__EXERCISE DIRECTIONS__
Please copy all the lines that follow, word for word.

__EXTRACTED INFORMATION__
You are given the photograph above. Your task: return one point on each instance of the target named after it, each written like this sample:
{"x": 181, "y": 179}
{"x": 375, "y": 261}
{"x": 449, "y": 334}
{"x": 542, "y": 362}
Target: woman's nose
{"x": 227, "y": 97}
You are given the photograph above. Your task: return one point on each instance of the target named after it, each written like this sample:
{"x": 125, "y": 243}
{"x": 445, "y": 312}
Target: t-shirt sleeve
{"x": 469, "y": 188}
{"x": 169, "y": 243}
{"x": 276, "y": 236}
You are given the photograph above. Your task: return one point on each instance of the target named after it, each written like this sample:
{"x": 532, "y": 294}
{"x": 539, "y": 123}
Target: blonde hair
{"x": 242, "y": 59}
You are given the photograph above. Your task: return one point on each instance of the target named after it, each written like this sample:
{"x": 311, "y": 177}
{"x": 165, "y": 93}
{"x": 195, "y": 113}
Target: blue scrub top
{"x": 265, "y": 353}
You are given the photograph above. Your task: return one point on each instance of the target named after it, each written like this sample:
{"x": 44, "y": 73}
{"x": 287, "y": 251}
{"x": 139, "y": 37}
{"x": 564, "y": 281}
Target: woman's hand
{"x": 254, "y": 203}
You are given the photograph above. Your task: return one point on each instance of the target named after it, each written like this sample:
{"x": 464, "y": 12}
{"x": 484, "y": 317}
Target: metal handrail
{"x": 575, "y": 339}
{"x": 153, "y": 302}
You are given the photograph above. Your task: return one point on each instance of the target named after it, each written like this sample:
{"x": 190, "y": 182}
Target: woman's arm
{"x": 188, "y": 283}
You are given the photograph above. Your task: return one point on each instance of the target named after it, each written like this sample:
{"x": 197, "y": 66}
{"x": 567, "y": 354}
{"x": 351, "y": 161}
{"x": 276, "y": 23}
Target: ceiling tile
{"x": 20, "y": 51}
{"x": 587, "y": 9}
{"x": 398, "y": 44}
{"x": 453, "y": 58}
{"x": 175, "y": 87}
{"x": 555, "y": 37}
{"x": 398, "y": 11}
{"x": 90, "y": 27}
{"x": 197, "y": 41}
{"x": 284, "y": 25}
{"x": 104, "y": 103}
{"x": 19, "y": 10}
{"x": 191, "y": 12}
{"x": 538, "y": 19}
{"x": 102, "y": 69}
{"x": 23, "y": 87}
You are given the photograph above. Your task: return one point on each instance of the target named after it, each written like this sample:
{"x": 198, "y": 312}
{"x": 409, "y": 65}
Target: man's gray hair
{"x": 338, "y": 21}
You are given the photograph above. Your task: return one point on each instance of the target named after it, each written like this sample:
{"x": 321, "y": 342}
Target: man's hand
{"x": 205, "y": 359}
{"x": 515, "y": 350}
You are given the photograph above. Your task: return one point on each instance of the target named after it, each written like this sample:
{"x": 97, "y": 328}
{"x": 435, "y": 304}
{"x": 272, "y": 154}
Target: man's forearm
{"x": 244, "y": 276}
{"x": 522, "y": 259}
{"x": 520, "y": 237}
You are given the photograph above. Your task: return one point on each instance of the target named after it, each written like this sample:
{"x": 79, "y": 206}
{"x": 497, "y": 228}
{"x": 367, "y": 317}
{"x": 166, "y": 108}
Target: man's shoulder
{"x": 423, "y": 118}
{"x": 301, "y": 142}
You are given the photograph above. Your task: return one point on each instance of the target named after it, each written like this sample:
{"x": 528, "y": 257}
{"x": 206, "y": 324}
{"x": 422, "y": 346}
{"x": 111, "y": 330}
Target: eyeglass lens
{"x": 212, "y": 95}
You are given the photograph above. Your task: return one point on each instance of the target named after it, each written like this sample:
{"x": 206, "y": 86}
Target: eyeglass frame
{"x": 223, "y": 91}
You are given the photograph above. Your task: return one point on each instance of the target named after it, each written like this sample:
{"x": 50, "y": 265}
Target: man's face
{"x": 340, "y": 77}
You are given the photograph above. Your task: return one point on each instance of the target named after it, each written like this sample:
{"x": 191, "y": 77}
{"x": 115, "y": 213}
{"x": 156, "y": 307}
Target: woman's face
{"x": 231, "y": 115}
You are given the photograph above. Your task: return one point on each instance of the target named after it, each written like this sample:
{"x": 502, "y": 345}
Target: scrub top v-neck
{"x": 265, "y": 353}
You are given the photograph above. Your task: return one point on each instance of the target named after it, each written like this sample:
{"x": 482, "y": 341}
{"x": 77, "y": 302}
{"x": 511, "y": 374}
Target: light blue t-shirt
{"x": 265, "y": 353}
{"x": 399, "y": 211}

__REPLY TO THE EXERCISE__
You are given the photograph above. Your task: return one point on each instance of the target named after it, each written like this sample:
{"x": 181, "y": 179}
{"x": 375, "y": 261}
{"x": 449, "y": 334}
{"x": 542, "y": 362}
Target: woman's nose
{"x": 227, "y": 97}
You are given the photograph above. Your task: return one point on each instance of the target named after it, each written like this sample:
{"x": 125, "y": 243}
{"x": 445, "y": 312}
Target: t-shirt sleeve
{"x": 469, "y": 188}
{"x": 169, "y": 243}
{"x": 276, "y": 236}
You are given the photograph above. Your task: return one point on each instance of the target named after it, each written like this sample:
{"x": 532, "y": 294}
{"x": 539, "y": 123}
Target: blonde hair
{"x": 242, "y": 59}
You are given the photograph above. Your task: return one point on each instance of the target named after it, each written like this sample:
{"x": 311, "y": 177}
{"x": 165, "y": 93}
{"x": 195, "y": 113}
Target: blue scrub top
{"x": 265, "y": 353}
You are given the photograph above. Your task: return one point on each instance of the target named after it, each written like this sample:
{"x": 44, "y": 73}
{"x": 287, "y": 251}
{"x": 139, "y": 37}
{"x": 564, "y": 281}
Target: woman's hand
{"x": 254, "y": 203}
You are given the photograph above. Your task: return one point on each instance of the target named after it, each written like this sample:
{"x": 464, "y": 12}
{"x": 484, "y": 317}
Target: metal handrail
{"x": 575, "y": 339}
{"x": 153, "y": 302}
You are given the photograph above. Your task: return one point on each instance of the target named after it, each written like this sample:
{"x": 190, "y": 182}
Target: woman's arm
{"x": 188, "y": 283}
You are given the photograph above. Your task: return one point on each instance of the target named after it, each written like this sample:
{"x": 197, "y": 66}
{"x": 567, "y": 354}
{"x": 351, "y": 161}
{"x": 276, "y": 23}
Target: ceiling tile
{"x": 20, "y": 51}
{"x": 587, "y": 9}
{"x": 398, "y": 44}
{"x": 453, "y": 58}
{"x": 175, "y": 87}
{"x": 555, "y": 37}
{"x": 398, "y": 11}
{"x": 90, "y": 27}
{"x": 197, "y": 41}
{"x": 284, "y": 25}
{"x": 104, "y": 103}
{"x": 19, "y": 10}
{"x": 191, "y": 12}
{"x": 538, "y": 19}
{"x": 102, "y": 69}
{"x": 23, "y": 87}
You are given the photograph above. Your task: return one point on each instance of the target named after it, each written like this sample:
{"x": 198, "y": 312}
{"x": 409, "y": 65}
Target: man's gray hair
{"x": 338, "y": 21}
You are given the photograph above. Your task: return one point on each instance of the target named after it, each written like this sample:
{"x": 321, "y": 342}
Target: man's hand
{"x": 205, "y": 359}
{"x": 515, "y": 350}
You are given the photograph above. Your task: return one point on each instance of the target named after it, each written like this sample:
{"x": 97, "y": 328}
{"x": 435, "y": 304}
{"x": 272, "y": 154}
Target: man's forearm
{"x": 244, "y": 276}
{"x": 522, "y": 259}
{"x": 520, "y": 237}
You are given the photograph above. Your task: return one point on each instance of the target named after it, each written like this sample:
{"x": 79, "y": 206}
{"x": 497, "y": 228}
{"x": 367, "y": 317}
{"x": 166, "y": 108}
Target: man's shoulder
{"x": 423, "y": 118}
{"x": 301, "y": 142}
You are given the photograph above. Your task: return one point on each instance of the target named after it, each written like this sample:
{"x": 528, "y": 257}
{"x": 206, "y": 324}
{"x": 422, "y": 346}
{"x": 111, "y": 330}
Target: eyeglass lens
{"x": 212, "y": 95}
You are given the photograph above. Your task: return one point on each instance of the target named after it, each written like this sample:
{"x": 206, "y": 86}
Target: eyeglass frame
{"x": 223, "y": 91}
You are given the photograph above. Your task: return one point on each instance of the target named after it, each written like this sample:
{"x": 50, "y": 265}
Target: man's face
{"x": 340, "y": 77}
You are given the photograph above. Your task: return one point on each instance of the target named after it, each written like this sample:
{"x": 191, "y": 77}
{"x": 115, "y": 213}
{"x": 156, "y": 307}
Target: woman's face
{"x": 231, "y": 115}
You are given the photograph above. Your task: return one point on each instance of the target named after it, each written like this sample:
{"x": 502, "y": 345}
Target: scrub top v-neck
{"x": 265, "y": 353}
You are given the photograph above. Your task: return one point on each instance of the target named after it, each written like this sample:
{"x": 482, "y": 341}
{"x": 77, "y": 302}
{"x": 511, "y": 374}
Target: light blue t-shirt
{"x": 265, "y": 353}
{"x": 399, "y": 211}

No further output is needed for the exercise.